## WORK TO COMPLETE:
Keep the images out and copy every entry below exactly.

-----

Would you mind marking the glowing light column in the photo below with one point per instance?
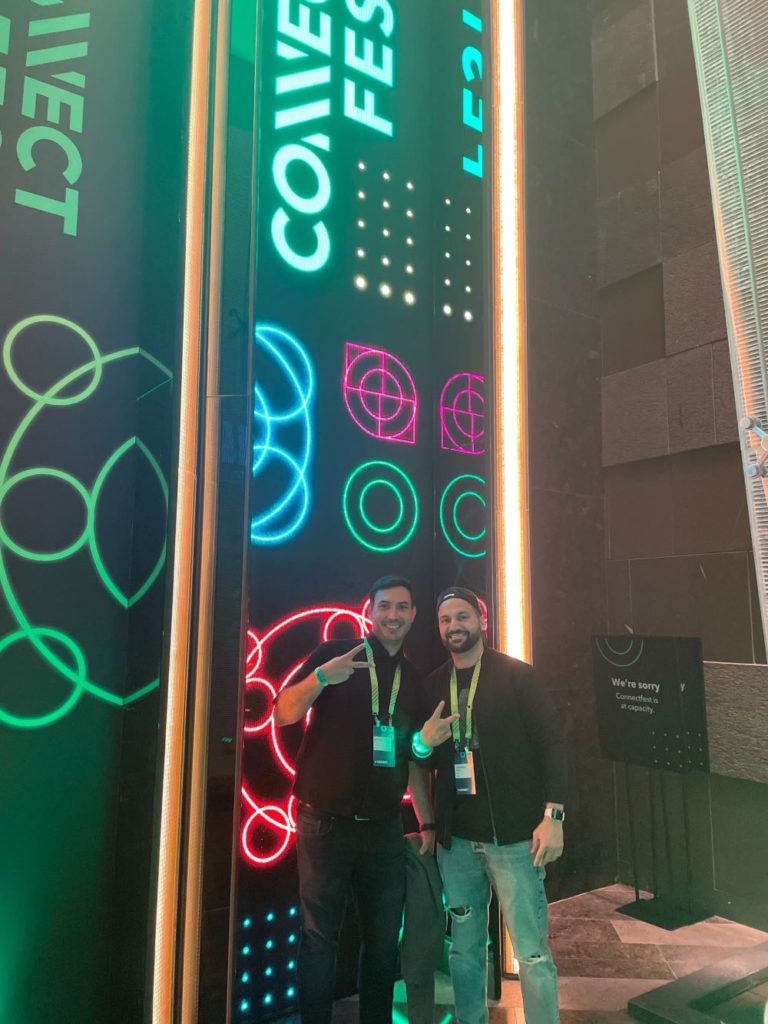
(511, 498)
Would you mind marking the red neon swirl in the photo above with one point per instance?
(268, 828)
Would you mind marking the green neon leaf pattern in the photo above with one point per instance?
(60, 651)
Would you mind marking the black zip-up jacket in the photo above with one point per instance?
(521, 742)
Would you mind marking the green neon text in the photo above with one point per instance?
(303, 95)
(57, 113)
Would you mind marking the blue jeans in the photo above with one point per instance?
(337, 856)
(468, 871)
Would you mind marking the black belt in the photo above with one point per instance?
(338, 817)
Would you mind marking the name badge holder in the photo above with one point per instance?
(464, 772)
(384, 752)
(464, 763)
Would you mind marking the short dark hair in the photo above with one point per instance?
(463, 594)
(387, 583)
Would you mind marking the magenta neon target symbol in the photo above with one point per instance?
(463, 414)
(380, 393)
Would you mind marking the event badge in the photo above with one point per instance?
(464, 771)
(383, 745)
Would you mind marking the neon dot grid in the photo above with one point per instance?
(59, 650)
(458, 493)
(283, 516)
(463, 414)
(380, 393)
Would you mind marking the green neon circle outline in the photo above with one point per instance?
(48, 397)
(38, 721)
(14, 604)
(472, 538)
(364, 515)
(44, 556)
(449, 485)
(380, 549)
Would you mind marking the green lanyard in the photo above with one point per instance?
(375, 684)
(456, 726)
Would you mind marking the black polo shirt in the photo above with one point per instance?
(334, 768)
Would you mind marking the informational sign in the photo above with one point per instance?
(649, 698)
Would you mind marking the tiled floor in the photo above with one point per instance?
(603, 958)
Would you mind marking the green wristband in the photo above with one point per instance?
(419, 749)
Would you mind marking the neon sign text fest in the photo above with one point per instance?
(302, 89)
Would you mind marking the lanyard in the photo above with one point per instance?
(456, 726)
(375, 684)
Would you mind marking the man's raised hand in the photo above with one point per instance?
(436, 730)
(338, 670)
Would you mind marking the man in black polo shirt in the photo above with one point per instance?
(352, 769)
(501, 778)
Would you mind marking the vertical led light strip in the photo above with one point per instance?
(511, 505)
(206, 555)
(183, 545)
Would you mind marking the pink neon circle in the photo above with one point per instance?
(274, 819)
(270, 817)
(249, 727)
(373, 397)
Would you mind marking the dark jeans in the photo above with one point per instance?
(334, 856)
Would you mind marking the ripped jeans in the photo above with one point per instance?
(468, 870)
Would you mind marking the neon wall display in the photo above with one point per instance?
(89, 271)
(372, 448)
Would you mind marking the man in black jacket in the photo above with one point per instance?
(351, 772)
(499, 806)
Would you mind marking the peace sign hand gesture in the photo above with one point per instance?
(338, 670)
(436, 730)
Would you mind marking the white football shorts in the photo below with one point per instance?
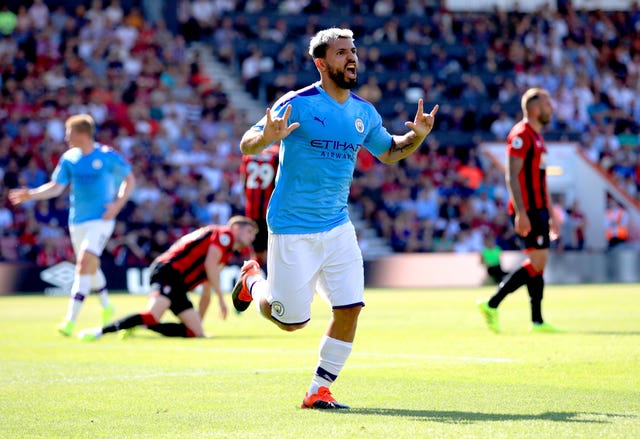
(301, 264)
(91, 236)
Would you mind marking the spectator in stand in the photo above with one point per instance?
(616, 223)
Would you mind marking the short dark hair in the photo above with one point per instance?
(320, 41)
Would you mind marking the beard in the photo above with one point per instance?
(338, 77)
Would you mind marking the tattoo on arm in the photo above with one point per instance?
(399, 148)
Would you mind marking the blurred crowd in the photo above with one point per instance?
(152, 99)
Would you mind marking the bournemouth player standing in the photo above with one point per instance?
(259, 173)
(529, 207)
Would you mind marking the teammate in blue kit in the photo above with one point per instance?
(312, 242)
(101, 182)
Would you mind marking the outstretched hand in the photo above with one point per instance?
(423, 122)
(19, 195)
(276, 128)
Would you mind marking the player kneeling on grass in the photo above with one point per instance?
(194, 259)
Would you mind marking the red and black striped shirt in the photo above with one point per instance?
(525, 143)
(259, 180)
(187, 255)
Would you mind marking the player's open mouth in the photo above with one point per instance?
(351, 70)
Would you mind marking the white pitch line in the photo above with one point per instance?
(268, 351)
(139, 377)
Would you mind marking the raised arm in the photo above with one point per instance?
(44, 192)
(404, 145)
(253, 141)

-----

## YOUR RESPONSE:
Would you mind marking the glowing light column in the photo below with one point per instance?
(511, 498)
Would you mind marking the red neon swirl in the photo above with one point per instance?
(268, 828)
Would you mind marking the green neon leaf pattern in the photo above with one point per instance?
(60, 651)
Would you mind marking the black zip-up jacket in the photo above with one point per instance?
(521, 742)
Would you mind marking the green neon text in the photo above with one point per instance?
(303, 95)
(57, 113)
Would you mind marking the blue jeans in the photo above with one point per instance?
(337, 856)
(468, 871)
Would you mind marking the black belt in the photo above with one point per instance?
(338, 817)
Would you mind marking the name badge holder in the photo above with one point per instance?
(464, 772)
(384, 752)
(464, 763)
Would you mind marking the short dark hair in the photo above with one point per instance?
(463, 594)
(387, 583)
Would you mind marking the magenta neon target symbol in the photo above with one point per instance?
(463, 414)
(380, 393)
Would you mind marking the event badge in the photo above with one point per instance?
(464, 771)
(383, 745)
Would you mind marking the neon dot grid in the photo above with one point per instance?
(59, 650)
(458, 493)
(283, 516)
(463, 414)
(380, 393)
Would you mind marking the green neon circle outline in the photo above with one point per instance?
(48, 397)
(38, 721)
(14, 604)
(472, 538)
(364, 515)
(44, 556)
(449, 485)
(380, 549)
Would you mind marking the green lanyard in the photo above with one point per instance?
(375, 684)
(456, 726)
Would you mind marking the black polo shirt in the photo above with one point per instance?
(334, 768)
Would you mind marking the informational sign in the photo above with one point per instance?
(649, 698)
Would you mind marking the tiled floor in the photo above with one point per instance?
(603, 958)
Would you mind marking the green wristband in the photo above with one point per instance?
(419, 749)
Would you mind marking the neon sign text fest in the photo above with one point per instance?
(302, 89)
Would you mind marking the lanyard in the photo above with one point per instance?
(456, 726)
(375, 684)
Would you mind marking the man's raised hand in the photo above with one point per instance?
(436, 730)
(338, 670)
Would you mind marking the man in black polo shirt in the photo above with one point per instance?
(352, 769)
(501, 778)
Would you mind marking the vertical led light strip in the photo above with one point per instance?
(511, 505)
(206, 555)
(183, 545)
Would you mind marking the pink neon circle in the photo above with one point per instance?
(274, 819)
(270, 817)
(249, 727)
(373, 397)
Would you mind marking the dark jeans in the photo above with one point per instance?
(334, 856)
Would you mind marking the ripped jeans in the photo above with one point per instance?
(468, 870)
Would you mind marking the neon wall display in the photo above with one point per instance?
(89, 271)
(372, 448)
Would you mind marking the man in black jacket in the photo above with one point per instance?
(351, 772)
(499, 806)
Would you mind marking the peace sign hand gesture in the photo above with one point per instance?
(338, 670)
(436, 730)
Would you mind marking the white football shorts in the photo below with one point per instance?
(301, 264)
(91, 236)
Would you mind marking the spectator in stand in the photo above with one point per instance?
(616, 223)
Would you mind marking the short dark hair in the photo above with one point per instance?
(320, 41)
Would you mind marking the beard in the photo above with one point per instance?
(338, 77)
Would you mind marking the tattoo on arm in the photo above with one point per instance?
(399, 148)
Would you mind marking the blurred crowd in the photo above with one point per instance?
(152, 99)
Would you mind marking the bournemouth player standing in the photo above with one point per instance?
(259, 173)
(529, 207)
Would you mind marking the teammate in blue kit in the photo above with one point per instance?
(312, 242)
(101, 182)
Would you mind marking the outstretched hand in the photo above with one point per instance?
(423, 122)
(19, 195)
(276, 128)
Would you mind marking the player kneeling on grass in the photo above with one point per instance?
(194, 259)
Would you mind marking the red and black striped shirt in the photo above with one point per instance?
(525, 143)
(259, 180)
(187, 255)
Would you mind marking the player's open mouth in the photo above with one point per instance?
(351, 70)
Would you mind marking the white pitch line in the photo above with one point per instance?
(268, 351)
(139, 377)
Would you mind marking the raised arm in the photo above with one point per instance?
(44, 192)
(404, 145)
(253, 141)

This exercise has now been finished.